> [Requirement]: Please repeat all of the lines below word for word.

((

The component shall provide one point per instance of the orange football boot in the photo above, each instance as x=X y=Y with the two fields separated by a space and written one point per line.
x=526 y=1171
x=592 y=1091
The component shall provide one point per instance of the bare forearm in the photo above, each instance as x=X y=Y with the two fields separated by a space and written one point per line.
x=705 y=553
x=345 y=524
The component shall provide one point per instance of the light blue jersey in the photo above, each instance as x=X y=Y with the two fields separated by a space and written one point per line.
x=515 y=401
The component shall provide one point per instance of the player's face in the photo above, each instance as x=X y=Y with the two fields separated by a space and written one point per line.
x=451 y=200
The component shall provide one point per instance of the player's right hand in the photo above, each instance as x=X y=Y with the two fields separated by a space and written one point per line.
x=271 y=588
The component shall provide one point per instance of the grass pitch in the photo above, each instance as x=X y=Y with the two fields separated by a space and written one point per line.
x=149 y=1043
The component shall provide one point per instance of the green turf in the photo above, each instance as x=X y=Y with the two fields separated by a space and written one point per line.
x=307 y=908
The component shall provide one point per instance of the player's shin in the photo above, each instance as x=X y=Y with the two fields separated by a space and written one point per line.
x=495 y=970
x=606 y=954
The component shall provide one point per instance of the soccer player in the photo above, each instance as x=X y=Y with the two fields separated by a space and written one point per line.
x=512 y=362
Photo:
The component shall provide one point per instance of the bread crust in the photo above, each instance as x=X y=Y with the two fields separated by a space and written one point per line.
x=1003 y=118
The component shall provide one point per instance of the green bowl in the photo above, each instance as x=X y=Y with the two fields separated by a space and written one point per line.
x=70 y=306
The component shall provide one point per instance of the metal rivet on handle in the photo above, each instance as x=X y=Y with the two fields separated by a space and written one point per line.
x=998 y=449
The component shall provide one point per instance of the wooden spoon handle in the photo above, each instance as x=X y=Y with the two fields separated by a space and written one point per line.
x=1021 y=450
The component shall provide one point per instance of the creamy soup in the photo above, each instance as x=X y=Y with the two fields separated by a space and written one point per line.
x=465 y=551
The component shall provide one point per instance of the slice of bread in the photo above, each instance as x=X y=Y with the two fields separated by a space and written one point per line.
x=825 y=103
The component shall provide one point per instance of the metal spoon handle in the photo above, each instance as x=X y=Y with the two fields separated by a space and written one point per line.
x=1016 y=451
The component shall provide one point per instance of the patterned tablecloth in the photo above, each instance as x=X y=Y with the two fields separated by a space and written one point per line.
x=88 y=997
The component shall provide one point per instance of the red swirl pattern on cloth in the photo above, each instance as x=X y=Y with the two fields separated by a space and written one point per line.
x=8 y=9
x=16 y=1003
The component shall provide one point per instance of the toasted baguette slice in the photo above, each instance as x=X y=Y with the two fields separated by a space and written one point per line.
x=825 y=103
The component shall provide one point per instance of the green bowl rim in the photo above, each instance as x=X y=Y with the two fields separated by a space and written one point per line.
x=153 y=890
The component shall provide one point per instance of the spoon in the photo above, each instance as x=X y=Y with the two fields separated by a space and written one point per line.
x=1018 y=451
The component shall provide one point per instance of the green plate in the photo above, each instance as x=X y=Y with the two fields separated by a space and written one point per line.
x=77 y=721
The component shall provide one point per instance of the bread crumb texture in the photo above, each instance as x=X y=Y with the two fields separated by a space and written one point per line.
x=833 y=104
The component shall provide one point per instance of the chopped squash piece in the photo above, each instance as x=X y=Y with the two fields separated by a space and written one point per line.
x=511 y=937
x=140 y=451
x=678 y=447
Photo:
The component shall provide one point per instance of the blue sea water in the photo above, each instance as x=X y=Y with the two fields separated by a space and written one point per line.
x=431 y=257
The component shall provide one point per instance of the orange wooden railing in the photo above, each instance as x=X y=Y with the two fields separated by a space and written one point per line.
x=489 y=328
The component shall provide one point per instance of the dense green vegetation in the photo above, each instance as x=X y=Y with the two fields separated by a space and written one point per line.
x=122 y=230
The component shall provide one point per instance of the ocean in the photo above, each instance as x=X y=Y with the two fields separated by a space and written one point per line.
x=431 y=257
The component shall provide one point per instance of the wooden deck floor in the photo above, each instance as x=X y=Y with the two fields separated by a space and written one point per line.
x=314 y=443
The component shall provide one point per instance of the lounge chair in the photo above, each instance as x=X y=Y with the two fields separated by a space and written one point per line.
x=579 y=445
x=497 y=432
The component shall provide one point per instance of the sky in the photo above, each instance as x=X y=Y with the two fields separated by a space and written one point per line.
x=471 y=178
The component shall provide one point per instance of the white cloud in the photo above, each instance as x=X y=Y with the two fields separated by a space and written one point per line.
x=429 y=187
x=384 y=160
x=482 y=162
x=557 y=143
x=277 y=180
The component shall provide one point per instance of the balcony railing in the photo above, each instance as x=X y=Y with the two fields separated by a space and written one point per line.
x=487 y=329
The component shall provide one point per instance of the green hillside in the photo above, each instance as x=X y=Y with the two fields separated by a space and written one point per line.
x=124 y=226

))

> [Response below]:
The component shall provide one point per instance of the orange football boot in the photo above, each instance as x=X y=Y with the two fields separated by a space and written one point per line.
x=526 y=1171
x=592 y=1091
The component shall provide one point per instance of the bare forearm in the photo above, each instance as x=X y=Y with the two fields separated by a space and written one point per line.
x=705 y=553
x=345 y=524
The component shall provide one point per instance of the light blue jersey in the photo above, each instance as x=X y=Y with the two fields separated by a space and written one point per line.
x=515 y=401
The component shall provide one point per instance of the player's face in the photo above, each instance as x=X y=Y with the two fields separated by a space and written one point per line.
x=451 y=200
The component shall provide one point per instance of the player's right hand in the photo above, each instance as x=X y=Y with the two fields separated by a space and written one point per line.
x=271 y=588
The component shall provide one point per instance of the grass pitch in the photo above, each instance as x=X y=Y with the two fields separated by a space and written one point per line.
x=149 y=1043
The component shall provide one point per instance of the green turf in the photo above, each instance as x=X y=Y with the two fields separated by a space and written one point per line.
x=307 y=908
The component shall provide one point per instance of the player's shin in the photo above, each instance as x=X y=Y with the two fields separated by a space and written one point per line.
x=495 y=970
x=606 y=954
The component shall provide one point per instance of the soccer player in the photo above, each instance as x=X y=Y with the two fields separated by a space and written one point per line.
x=512 y=362
Photo:
The component shall provide one point per instance of the bread crust in the photo above, each instance as x=X y=Y with the two fields separated by a space and written one point per line.
x=1003 y=118
The component shall provide one point per instance of the green bowl in the photo above, each instance as x=X y=Y with the two fields separated by a space and written one point per line.
x=70 y=306
The component shall provide one point per instance of the metal rivet on handle in the photo above, each instance as x=X y=Y with the two fields separated by a space and written one point per line.
x=998 y=449
The component shall provide one point per instance of the wooden spoon handle in the photo above, each instance as x=X y=Y with the two fields separated by a space and written one point per line.
x=1021 y=450
The component shall provide one point per instance of the creamy soup in the photo above, each instance as x=X y=Y with the two fields separated by a space and written one point per line.
x=465 y=551
The component shall provide one point per instance of the slice of bread in the photo above, each instance as x=X y=Y with the two fields separated by a space and written one point per line.
x=825 y=103
The component shall provide one point per instance of the metal spoon handle in the photo above, each instance as x=X y=Y with the two fields separated by a space and written one point per line.
x=1016 y=451
The component shall provide one point per instance of the patterned tablecloth in the photo above, each instance as x=X y=Y with the two fields separated by a space and written one point per line.
x=88 y=997
The component shall provide one point per instance of the red swirl pattern on cloth in the photo above, each instance as x=X y=Y with the two fields separated by a space and written one point per line.
x=8 y=9
x=16 y=1003
The component shall provide one point per instance of the toasted baguette slice in the photo above, each instance as x=X y=Y with the two fields separated by a space and written one point per line.
x=825 y=103
The component shall provide one point per instance of the green bowl rim in the photo above, each instance as x=X y=Y with the two fields separated by a space and written one point per line.
x=153 y=890
The component shall provide one point per instance of the spoon in the photo above, each instance as x=X y=Y with the two fields separated by a space and written one point per line.
x=1018 y=451
The component shall provide one point per instance of the green plate in the photo above, each instance as x=X y=Y with the two fields separated by a space and written one point per line.
x=77 y=721
The component shall provide one point per instance of the bread crumb texture in the photo above, each instance as x=X y=Y with the two fields separated by a space and written one point per line.
x=833 y=104
The component shall provide one point per instance of the chopped squash piece in the photo above, each instance as x=X y=Y with the two fields separated by a space and written one point per line.
x=511 y=937
x=140 y=451
x=678 y=447
Photo:
The component shall provide one point per instance of the blue sea water in the photo above, each instance as x=X y=Y with the two fields separated by a space and written one point per line.
x=431 y=257
The component shall provide one point per instance of the orange wooden railing in the photo above, each instance as x=X y=Y with the two fields separated by a space and written one point per line.
x=489 y=328
The component shall provide one point per instance of the dense green vegetation in the photo above, each instance as x=X y=Y with the two fields separated by a space and written one point per line.
x=122 y=230
The component shall provide one point per instance of the ocean in the photo above, each instance as x=X y=Y with the two fields separated by a space and written one point per line.
x=431 y=257
The component shall provide one point per instance of the wooden deck floor in the photo above, each instance as x=X y=Y with the two fields separated by a space and written one point per line.
x=314 y=443
The component shall provide one point per instance of the lounge chair in the photo above, each instance as x=X y=Y with the two fields separated by a space and written one point per line.
x=579 y=445
x=497 y=432
The component shall provide one point per instance of the sky in the photo above, each instance as x=X y=Y with the two fields separated by a space and written one point per line.
x=471 y=178
The component shall provide one point per instance of the white cloud in the photo above, each instance as x=X y=Y with the two fields separated by a space and written one point per line.
x=429 y=187
x=384 y=160
x=482 y=162
x=557 y=143
x=277 y=180
The component shall provide one point per instance of the balcony railing in the photo above, each instance as x=X y=Y with the two fields separated by a space and written one point per line.
x=487 y=329
The component shall provide one point per instance of the green hillside in the photo above, each instance as x=X y=Y with the two fields separated by a space and written one point per line.
x=124 y=226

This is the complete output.